## Start
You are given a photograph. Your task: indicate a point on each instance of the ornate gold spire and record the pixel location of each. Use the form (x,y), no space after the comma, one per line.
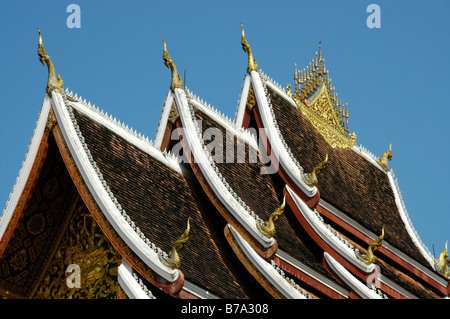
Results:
(385,158)
(177,82)
(269,227)
(441,265)
(317,99)
(369,258)
(311,178)
(52,82)
(252,65)
(173,261)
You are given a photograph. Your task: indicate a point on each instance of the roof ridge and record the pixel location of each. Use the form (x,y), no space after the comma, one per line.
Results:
(129,130)
(246,132)
(122,211)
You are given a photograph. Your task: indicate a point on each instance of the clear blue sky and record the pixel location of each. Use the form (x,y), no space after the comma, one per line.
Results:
(395,79)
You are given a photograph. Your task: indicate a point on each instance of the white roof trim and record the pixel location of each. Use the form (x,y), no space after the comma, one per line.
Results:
(27,164)
(105,200)
(279,147)
(357,286)
(407,221)
(128,283)
(335,211)
(243,101)
(134,138)
(312,273)
(330,236)
(223,191)
(276,278)
(198,291)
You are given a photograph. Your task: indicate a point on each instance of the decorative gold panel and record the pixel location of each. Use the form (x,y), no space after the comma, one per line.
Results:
(83,245)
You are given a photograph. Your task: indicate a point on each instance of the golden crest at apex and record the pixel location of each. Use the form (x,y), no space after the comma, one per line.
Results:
(317,99)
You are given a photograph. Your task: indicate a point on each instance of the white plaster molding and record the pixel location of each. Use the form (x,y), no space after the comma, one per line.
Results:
(192,134)
(130,285)
(330,237)
(27,164)
(103,196)
(276,277)
(279,147)
(335,211)
(357,286)
(312,273)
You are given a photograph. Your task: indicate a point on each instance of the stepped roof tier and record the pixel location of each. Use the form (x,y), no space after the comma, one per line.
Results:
(279,202)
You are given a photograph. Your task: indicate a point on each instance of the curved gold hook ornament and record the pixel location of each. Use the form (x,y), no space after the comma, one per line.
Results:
(385,158)
(173,260)
(369,258)
(252,64)
(441,265)
(311,178)
(269,226)
(44,58)
(176,82)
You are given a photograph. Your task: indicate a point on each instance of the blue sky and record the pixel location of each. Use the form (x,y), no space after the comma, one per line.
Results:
(395,78)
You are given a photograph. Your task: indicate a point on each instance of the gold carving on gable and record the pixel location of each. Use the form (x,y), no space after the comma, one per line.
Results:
(84,245)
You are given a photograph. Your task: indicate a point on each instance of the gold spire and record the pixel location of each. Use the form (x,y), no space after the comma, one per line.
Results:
(441,265)
(173,261)
(369,258)
(387,156)
(176,78)
(269,227)
(311,178)
(52,81)
(252,64)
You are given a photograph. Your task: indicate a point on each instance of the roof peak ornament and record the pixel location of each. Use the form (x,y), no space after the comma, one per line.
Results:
(385,158)
(177,82)
(369,258)
(268,229)
(173,260)
(311,178)
(53,83)
(252,64)
(441,265)
(317,99)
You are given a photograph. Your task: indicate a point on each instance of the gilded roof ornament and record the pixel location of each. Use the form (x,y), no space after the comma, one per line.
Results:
(268,229)
(317,99)
(369,258)
(385,158)
(252,64)
(441,265)
(311,178)
(52,83)
(173,260)
(177,82)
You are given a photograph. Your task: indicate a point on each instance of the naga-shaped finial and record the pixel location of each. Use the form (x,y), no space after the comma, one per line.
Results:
(176,78)
(252,65)
(369,258)
(441,265)
(269,226)
(311,178)
(173,261)
(385,158)
(52,82)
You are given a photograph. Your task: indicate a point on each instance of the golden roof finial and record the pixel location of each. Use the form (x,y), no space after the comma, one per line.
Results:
(441,265)
(387,156)
(176,78)
(173,261)
(311,178)
(269,227)
(369,258)
(44,58)
(252,64)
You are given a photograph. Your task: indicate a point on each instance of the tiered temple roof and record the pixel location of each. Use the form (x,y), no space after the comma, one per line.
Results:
(279,202)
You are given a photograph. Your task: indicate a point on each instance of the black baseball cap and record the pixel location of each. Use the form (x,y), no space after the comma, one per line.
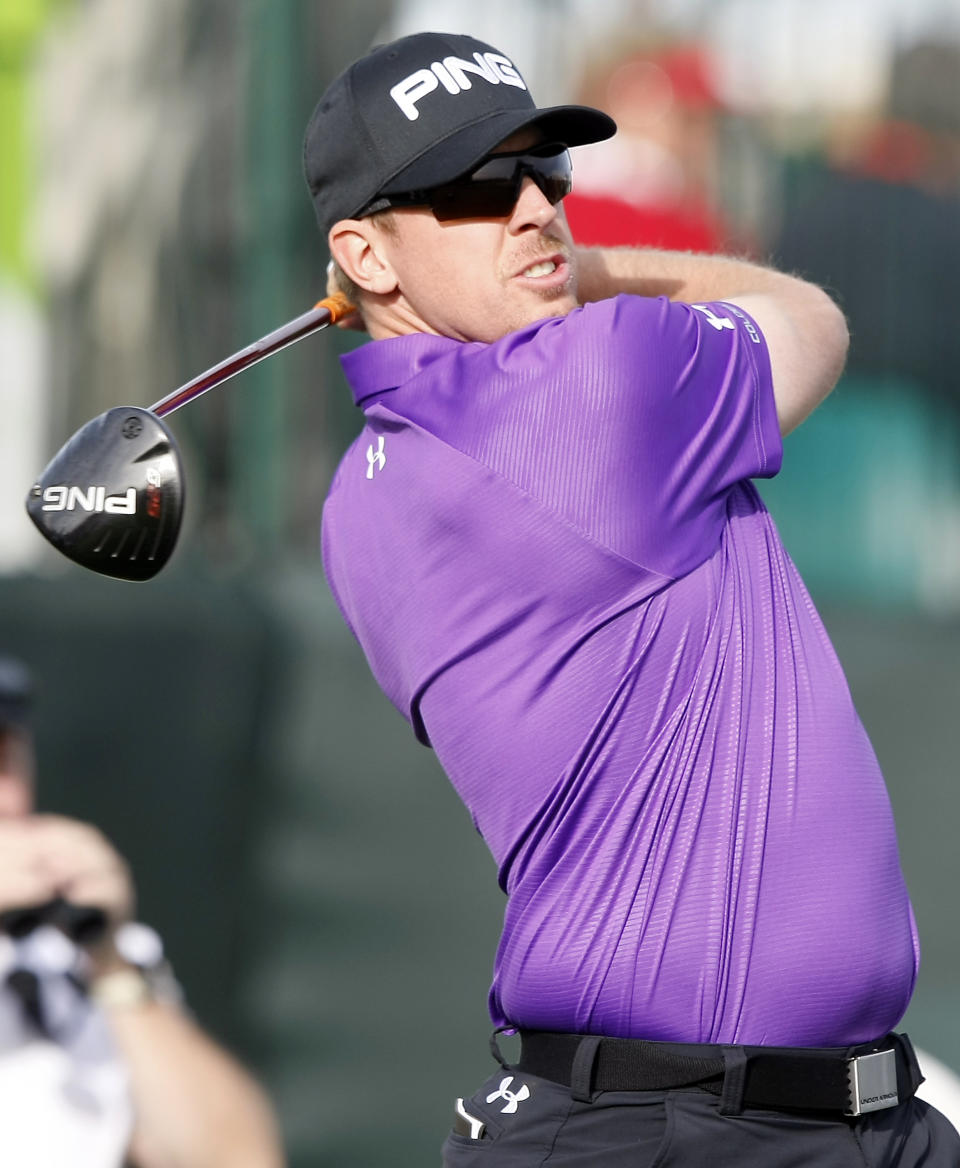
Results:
(418,112)
(16,693)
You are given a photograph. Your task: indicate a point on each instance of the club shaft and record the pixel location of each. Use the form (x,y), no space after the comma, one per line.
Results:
(320,315)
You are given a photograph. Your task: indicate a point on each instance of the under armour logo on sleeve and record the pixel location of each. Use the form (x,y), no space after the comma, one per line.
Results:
(376,459)
(715,320)
(512,1099)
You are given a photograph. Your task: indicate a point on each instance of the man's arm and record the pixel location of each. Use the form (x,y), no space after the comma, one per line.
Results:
(805,331)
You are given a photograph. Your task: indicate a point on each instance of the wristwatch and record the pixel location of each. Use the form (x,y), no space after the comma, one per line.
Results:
(147,975)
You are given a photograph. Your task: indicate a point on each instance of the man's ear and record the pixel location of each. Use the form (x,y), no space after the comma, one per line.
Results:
(357,247)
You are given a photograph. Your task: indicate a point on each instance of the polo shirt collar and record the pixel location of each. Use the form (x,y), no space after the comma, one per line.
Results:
(380,367)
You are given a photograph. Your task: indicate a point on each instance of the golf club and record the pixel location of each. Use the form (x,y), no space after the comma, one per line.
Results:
(112,498)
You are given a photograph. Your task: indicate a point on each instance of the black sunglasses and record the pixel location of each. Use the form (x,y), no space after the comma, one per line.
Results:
(492,188)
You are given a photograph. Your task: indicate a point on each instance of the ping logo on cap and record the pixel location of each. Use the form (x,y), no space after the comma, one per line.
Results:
(452,73)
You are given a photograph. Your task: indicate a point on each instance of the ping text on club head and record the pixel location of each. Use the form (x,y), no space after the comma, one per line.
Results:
(90,499)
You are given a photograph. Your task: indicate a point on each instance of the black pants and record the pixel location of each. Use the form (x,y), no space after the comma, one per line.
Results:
(529,1121)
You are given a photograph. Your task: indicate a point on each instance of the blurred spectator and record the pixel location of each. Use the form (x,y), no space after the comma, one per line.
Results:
(654,182)
(98,1059)
(877,221)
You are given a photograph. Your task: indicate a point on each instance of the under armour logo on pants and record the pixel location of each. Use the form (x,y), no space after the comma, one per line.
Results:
(513,1099)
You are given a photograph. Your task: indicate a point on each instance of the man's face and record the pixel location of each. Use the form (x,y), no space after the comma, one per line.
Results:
(16,772)
(481,278)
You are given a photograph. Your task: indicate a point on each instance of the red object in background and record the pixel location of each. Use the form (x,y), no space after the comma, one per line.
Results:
(604,221)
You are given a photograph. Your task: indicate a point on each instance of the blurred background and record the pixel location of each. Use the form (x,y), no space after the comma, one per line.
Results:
(320,890)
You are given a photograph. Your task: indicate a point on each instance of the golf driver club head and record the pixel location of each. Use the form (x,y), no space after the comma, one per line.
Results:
(112,498)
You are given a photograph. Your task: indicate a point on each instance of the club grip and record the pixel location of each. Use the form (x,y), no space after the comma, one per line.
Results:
(336,305)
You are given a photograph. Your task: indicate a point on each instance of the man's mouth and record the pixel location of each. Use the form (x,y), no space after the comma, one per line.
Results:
(542,268)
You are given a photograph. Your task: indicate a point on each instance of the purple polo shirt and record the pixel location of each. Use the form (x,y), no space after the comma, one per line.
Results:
(552,556)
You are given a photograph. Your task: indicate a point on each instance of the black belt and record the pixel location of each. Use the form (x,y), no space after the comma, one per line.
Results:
(850,1080)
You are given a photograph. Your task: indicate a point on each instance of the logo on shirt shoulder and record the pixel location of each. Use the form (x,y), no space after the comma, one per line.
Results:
(716,321)
(512,1099)
(376,459)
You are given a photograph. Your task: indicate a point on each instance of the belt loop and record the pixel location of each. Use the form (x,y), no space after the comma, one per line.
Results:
(495,1045)
(582,1072)
(734,1080)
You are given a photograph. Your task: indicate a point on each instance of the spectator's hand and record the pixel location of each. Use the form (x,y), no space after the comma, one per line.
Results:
(48,856)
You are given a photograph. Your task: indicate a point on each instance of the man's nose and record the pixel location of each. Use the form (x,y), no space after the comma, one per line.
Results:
(533,208)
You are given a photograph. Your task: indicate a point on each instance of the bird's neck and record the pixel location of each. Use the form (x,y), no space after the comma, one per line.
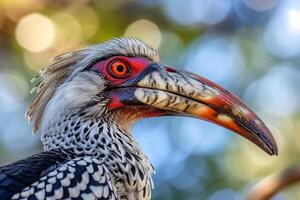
## End
_EXERCISE GOAL_
Identify every line in the rows above that contains the word "white", and copy each such line in full.

_RESULT OF THIS TASK_
You are given a photograph. Your task: indicate a point on each instance of the white roof trim and record the pixel location of each. Use the form (x,y), no space after the comma, one per line.
You are given a photograph. Your task: indicate a point on each instance of the white plaster molding and record the pixel location of each. Use the form (x,y), no space after the comma, one per line.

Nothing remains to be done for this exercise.